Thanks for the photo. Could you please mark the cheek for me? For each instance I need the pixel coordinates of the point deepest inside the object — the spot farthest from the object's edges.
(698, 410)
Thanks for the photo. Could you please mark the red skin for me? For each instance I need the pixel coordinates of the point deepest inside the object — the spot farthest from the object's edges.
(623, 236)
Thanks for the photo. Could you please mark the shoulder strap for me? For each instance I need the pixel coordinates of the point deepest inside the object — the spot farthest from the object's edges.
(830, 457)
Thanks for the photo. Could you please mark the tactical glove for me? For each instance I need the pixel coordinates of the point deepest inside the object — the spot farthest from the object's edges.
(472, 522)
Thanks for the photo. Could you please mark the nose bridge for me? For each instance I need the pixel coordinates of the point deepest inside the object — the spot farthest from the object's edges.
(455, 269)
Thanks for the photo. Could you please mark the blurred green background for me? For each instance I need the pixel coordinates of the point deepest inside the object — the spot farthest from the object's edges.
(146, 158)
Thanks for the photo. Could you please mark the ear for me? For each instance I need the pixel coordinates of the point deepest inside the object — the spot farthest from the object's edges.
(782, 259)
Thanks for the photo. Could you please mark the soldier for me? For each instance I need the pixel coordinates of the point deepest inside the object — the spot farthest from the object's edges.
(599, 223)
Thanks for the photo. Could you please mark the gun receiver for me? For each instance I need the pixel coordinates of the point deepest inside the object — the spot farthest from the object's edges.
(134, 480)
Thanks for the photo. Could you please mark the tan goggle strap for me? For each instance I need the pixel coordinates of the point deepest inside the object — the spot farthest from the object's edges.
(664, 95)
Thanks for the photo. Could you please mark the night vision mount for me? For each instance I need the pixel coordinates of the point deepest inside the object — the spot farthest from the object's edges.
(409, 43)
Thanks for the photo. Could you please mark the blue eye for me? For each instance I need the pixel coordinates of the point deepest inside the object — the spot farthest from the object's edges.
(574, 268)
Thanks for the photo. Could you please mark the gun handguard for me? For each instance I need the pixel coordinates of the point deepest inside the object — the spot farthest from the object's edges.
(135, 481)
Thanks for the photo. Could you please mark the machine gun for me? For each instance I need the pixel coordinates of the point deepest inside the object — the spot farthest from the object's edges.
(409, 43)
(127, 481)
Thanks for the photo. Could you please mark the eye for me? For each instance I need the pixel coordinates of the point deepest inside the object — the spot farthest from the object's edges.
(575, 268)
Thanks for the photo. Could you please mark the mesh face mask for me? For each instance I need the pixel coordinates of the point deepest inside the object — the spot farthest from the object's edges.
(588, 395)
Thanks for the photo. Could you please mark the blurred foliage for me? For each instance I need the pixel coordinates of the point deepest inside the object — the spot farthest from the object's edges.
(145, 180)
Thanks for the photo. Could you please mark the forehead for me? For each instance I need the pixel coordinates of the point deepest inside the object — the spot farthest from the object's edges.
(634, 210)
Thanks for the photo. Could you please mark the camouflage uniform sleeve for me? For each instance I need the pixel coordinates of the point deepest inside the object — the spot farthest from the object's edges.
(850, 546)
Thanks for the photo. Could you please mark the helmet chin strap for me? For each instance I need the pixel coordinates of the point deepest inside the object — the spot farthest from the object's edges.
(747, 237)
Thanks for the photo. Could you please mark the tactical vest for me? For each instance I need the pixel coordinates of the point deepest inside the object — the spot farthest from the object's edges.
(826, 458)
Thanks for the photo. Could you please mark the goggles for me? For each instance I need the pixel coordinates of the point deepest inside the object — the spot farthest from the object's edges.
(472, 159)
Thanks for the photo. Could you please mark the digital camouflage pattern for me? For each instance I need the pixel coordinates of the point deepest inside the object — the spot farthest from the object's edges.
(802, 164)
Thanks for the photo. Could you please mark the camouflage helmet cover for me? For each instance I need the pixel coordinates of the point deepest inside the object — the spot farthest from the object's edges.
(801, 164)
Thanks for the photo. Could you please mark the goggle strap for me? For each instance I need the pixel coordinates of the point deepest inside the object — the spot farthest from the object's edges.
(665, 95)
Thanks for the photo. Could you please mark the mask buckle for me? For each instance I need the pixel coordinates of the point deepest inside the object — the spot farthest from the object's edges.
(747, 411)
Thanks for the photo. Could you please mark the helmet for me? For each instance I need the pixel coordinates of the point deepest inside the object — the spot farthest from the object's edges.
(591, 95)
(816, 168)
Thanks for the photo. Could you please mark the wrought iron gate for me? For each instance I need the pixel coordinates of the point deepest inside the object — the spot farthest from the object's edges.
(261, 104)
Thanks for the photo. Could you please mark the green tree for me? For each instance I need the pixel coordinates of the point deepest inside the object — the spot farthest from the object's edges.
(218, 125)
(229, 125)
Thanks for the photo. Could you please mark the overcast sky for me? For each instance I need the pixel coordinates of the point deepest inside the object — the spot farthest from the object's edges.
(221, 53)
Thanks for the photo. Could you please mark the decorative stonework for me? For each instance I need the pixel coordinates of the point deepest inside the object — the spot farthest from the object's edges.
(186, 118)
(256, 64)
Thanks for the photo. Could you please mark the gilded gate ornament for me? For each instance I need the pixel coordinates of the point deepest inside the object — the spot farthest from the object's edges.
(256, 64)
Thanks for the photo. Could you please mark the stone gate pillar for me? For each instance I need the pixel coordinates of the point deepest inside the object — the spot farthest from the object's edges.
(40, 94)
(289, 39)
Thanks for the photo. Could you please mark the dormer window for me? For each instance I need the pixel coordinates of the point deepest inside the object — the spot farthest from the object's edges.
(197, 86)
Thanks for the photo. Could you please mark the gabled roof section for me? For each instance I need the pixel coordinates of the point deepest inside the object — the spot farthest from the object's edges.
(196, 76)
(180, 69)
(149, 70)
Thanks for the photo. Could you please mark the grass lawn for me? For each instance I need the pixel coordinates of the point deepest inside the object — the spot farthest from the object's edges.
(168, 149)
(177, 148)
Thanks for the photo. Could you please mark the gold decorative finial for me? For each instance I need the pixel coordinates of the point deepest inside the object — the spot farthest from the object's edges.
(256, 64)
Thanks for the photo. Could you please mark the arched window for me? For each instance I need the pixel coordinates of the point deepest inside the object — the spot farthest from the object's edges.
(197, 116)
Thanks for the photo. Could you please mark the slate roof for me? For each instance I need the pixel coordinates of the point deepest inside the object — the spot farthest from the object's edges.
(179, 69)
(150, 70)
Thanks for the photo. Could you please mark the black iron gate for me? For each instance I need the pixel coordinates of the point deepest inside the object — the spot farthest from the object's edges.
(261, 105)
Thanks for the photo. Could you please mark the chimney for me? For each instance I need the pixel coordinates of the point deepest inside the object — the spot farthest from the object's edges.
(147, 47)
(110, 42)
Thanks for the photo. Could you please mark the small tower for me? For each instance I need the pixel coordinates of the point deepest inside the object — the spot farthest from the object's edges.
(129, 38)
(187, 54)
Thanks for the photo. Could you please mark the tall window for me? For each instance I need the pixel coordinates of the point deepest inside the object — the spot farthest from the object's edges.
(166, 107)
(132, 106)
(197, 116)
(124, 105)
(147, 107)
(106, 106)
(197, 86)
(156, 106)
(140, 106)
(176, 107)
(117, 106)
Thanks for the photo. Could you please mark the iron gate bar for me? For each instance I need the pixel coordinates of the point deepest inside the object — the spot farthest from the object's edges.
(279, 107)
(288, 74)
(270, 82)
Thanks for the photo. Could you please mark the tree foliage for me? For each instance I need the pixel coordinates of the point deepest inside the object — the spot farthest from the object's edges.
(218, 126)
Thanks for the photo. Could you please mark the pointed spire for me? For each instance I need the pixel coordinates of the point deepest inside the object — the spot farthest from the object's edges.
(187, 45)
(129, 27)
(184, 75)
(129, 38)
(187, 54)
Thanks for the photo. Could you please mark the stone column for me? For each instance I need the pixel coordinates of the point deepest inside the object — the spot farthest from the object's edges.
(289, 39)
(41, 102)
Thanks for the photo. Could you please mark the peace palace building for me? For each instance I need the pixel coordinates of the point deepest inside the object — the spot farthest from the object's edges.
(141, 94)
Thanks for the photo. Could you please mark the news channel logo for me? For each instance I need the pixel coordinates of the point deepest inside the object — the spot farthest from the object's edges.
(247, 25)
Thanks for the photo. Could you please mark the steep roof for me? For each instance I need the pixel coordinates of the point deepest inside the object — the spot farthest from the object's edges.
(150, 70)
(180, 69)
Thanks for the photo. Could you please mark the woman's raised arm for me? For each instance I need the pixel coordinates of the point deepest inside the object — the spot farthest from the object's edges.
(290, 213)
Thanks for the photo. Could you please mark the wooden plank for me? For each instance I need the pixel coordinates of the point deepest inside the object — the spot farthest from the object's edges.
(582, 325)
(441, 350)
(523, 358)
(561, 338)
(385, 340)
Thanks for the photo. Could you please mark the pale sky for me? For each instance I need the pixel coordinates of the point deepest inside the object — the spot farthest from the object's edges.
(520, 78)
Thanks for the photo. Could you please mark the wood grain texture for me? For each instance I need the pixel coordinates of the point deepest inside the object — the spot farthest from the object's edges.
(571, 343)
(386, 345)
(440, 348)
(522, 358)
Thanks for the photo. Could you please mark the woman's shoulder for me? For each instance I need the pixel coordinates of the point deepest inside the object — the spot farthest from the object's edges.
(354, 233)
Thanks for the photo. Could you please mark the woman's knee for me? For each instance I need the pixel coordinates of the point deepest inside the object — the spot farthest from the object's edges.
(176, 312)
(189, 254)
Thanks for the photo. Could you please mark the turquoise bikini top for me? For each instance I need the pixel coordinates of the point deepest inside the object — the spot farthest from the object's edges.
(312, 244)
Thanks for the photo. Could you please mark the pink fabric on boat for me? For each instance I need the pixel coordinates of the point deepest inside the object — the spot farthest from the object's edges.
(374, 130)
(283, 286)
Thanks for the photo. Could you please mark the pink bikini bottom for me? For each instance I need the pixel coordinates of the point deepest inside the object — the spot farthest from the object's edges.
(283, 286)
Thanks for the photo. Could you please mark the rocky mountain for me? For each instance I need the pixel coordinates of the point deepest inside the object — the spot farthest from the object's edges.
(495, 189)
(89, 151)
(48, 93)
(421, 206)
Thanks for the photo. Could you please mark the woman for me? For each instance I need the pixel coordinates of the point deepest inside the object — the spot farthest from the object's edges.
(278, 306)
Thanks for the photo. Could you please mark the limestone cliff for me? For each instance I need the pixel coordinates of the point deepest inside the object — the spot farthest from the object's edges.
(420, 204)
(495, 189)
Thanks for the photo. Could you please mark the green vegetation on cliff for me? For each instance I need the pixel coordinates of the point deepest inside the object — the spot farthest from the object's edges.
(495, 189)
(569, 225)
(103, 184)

———

Transcribe the records above exactly, but only from the line that contains "Thanks for the photo. Could you please mark the rocky" through their final line, inclusive.

Thanks for the photo. Could you please mark the rocky mountain for me? For each instance I need the pixel coordinates of the point deepest inside the object — the spot farthest from the object's edges.
(495, 189)
(89, 151)
(48, 93)
(421, 206)
Thanks for the photo. Could you please mark the woman for me? For each instance I need the pixel coordinates of the point deepest inside the object — the spot farthest from the object's edges.
(278, 306)
Thanks for the photo. Could you please mark the limestone cliff for me? For each instance I need the pixel coordinates of the point deepest inside the object — the spot farthest from the object's edges.
(420, 204)
(495, 189)
Thanks for the photo. Could you please mark the green vegetation on cliff for me? For each instance I need the pixel coordinates of the point deepest inside the object — the spot farthest from the object's edges.
(495, 189)
(569, 225)
(103, 184)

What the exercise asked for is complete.